* [Exercise directions] Write every line of the items below as a JSON list of strings, one string per line, with blank lines skipped and the pictures left out.

* [Exercise material]
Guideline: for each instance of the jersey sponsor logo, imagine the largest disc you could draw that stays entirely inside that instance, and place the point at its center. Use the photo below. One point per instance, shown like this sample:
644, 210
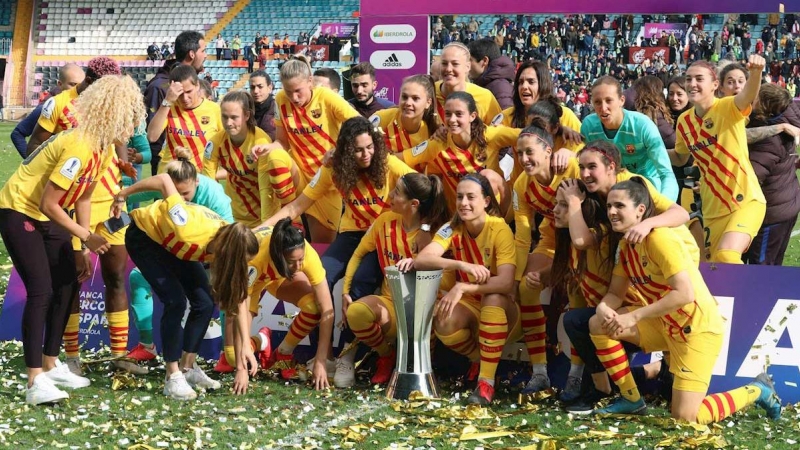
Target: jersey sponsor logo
419, 148
71, 168
252, 275
315, 180
48, 108
445, 231
208, 150
179, 215
498, 119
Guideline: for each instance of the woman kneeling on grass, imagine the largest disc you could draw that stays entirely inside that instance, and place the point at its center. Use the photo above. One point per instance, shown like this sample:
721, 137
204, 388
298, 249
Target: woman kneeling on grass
680, 316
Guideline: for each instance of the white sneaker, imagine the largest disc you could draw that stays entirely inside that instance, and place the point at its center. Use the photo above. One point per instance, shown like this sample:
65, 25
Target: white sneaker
74, 365
197, 378
44, 391
176, 387
345, 375
63, 377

* [Answer to the problem]
[
  "Guideline: for each instance of the jersey sponsor logo, imagine the largest disc you could draw that stays entirely inside that instance, and place the point at its center. Use the photo below. One point per instance, shown like this sample:",
  "644, 210",
  "Target: jersey sponsor logo",
  "419, 148",
  "71, 168",
  "252, 275",
  "315, 180",
  "48, 108",
  "445, 231",
  "208, 150",
  "179, 215",
  "498, 119",
  "Guideline: for each instance of the woman kneeling on grass, imagine the largest disc you could draw that stays entirely inside that instance, and place the point at its center. Use the photo above. One point per instance, shown like this sample:",
  "721, 137",
  "204, 388",
  "298, 249",
  "Target: woman kneeling on grass",
  "680, 316",
  "Guideline: for each instance of the white sneaker, imagine the largest disc you could draw that stays entirely inside that instance, and place the point at its center. Use the photo above. One point per instance, shown like this sample:",
  "65, 25",
  "Target: white sneaker",
  "74, 365",
  "197, 378",
  "44, 391",
  "176, 387",
  "345, 375",
  "63, 377"
]